Please rewrite the lines of the entries below, starting at the line containing "If you could segment every instance of the distant" and ending at the line containing "[[[43,20],[56,20],[55,17],[45,16],[43,15]]]", with the wording unchanged and every coordinate scaled by 0.35 and rounded to a whole number, halves rounding up. Return only that span.

Start

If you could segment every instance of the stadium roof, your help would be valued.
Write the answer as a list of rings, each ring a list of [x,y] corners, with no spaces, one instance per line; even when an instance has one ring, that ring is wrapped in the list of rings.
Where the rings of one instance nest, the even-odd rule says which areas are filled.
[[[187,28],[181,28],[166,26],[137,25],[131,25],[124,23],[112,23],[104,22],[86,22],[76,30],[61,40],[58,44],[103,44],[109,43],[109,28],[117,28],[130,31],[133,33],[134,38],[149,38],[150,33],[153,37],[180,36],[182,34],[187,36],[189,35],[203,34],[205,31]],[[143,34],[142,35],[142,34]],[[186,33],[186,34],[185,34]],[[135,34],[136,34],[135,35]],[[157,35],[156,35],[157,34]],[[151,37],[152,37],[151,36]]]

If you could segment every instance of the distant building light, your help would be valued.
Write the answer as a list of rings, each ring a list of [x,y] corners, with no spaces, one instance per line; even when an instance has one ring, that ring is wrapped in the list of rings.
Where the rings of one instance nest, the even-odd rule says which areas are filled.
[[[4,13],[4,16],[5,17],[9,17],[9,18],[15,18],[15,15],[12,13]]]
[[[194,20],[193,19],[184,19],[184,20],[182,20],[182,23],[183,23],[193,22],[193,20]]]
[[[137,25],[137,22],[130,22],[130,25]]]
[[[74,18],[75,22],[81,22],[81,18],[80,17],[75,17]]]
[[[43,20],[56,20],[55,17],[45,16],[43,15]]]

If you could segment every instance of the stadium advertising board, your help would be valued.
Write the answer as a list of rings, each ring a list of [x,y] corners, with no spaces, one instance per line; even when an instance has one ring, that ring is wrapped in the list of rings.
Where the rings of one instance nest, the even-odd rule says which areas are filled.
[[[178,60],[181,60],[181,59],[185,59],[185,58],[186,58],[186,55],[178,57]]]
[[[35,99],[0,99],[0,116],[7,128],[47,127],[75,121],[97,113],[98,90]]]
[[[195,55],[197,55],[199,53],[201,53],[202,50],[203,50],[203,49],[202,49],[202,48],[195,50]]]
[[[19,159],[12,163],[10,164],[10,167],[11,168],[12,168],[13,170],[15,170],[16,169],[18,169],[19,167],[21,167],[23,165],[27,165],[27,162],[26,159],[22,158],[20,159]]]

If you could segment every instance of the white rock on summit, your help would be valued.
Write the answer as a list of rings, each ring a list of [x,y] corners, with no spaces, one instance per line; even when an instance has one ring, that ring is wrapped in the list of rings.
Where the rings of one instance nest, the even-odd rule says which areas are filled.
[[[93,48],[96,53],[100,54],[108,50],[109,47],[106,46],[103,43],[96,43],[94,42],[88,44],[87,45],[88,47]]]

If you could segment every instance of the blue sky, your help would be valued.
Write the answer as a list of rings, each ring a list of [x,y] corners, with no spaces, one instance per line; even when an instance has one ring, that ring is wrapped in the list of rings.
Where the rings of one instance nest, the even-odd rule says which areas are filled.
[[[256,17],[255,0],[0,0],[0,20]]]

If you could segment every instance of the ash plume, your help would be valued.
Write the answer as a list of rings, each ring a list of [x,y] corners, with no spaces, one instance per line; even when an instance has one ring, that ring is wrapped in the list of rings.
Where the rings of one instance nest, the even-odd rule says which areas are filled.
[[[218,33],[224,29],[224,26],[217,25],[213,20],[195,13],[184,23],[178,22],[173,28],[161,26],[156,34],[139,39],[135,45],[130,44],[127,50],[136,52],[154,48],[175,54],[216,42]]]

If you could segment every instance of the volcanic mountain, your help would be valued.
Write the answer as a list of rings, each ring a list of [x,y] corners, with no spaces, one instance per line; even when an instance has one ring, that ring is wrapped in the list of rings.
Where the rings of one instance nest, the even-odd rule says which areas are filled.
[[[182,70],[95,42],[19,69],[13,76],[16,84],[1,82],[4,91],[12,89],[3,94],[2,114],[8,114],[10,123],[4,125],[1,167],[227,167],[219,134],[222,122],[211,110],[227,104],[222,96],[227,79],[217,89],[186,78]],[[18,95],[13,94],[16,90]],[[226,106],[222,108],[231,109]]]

End

▶ SOLVED PROBLEM
If you could segment every instance of the distant building light, your help would be valued.
Write the answer as a list of rings, each ring a list of [x,y] corners, with no spaces, one instance per line; even when an instance has one ring, that ring is wrapped in the list of rings.
Where the rings of one instance nest, the even-odd rule says which areas are filled.
[[[1,5],[1,6],[2,6],[3,6],[3,6],[5,6],[5,5],[4,5]]]
[[[68,7],[68,7],[64,7],[64,7],[64,7],[64,8],[64,8],[68,8],[68,7]]]
[[[48,9],[48,8],[46,8],[46,9]]]
[[[26,6],[26,8],[28,8],[28,6],[28,6],[26,6]]]
[[[15,7],[20,7],[19,6],[16,6],[15,5]]]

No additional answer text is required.